Exercise materials:
════════

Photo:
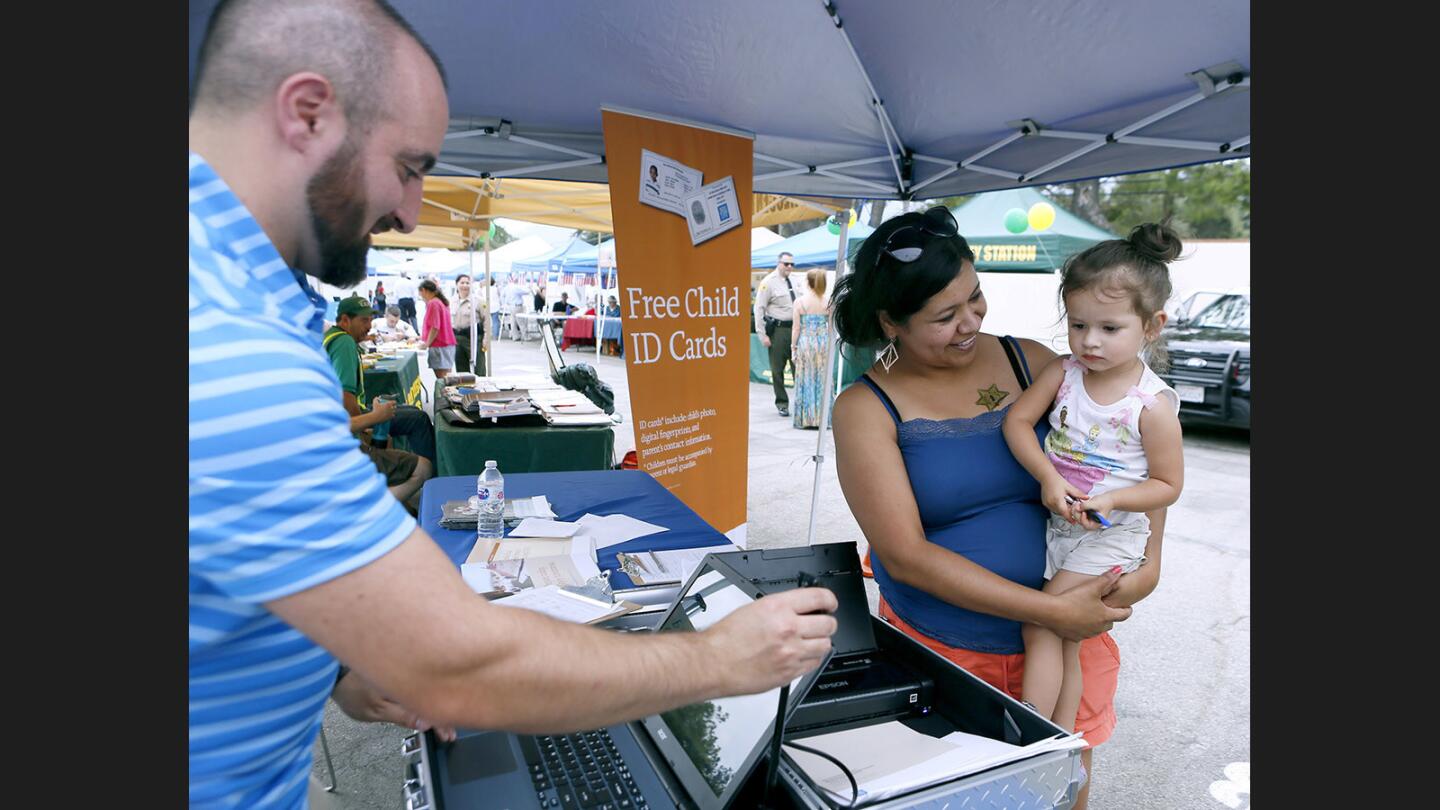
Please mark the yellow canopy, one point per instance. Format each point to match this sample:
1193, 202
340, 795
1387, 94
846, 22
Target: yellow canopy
458, 209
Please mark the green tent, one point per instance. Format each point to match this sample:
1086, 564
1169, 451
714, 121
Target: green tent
997, 250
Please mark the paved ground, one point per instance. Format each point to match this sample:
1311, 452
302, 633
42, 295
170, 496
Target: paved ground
1184, 698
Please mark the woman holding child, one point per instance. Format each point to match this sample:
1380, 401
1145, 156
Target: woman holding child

════════

Task objective:
Please write out all the entries above again, switching every "yellow canopy" to "orange awning" and keeping everything else the same. Leave the pictures out.

Solved exercise:
Photo:
Please mark the orange awning, one point per instance. Format each point to match this sample:
1193, 202
340, 795
1387, 94
846, 22
Target: orange awning
458, 209
Please mark the green tent, one point per instance. Format each point to match this sample:
1086, 564
1169, 451
714, 121
Target: green tent
997, 250
Please mark the paved ground, one point per instance. Format each point to match this sample:
1311, 452
302, 633
42, 295
170, 496
Target: paved ground
1184, 698
Please mark the woman holding child, one point per instance. Format each point to match this sample:
1380, 401
1145, 156
Target: woman holding child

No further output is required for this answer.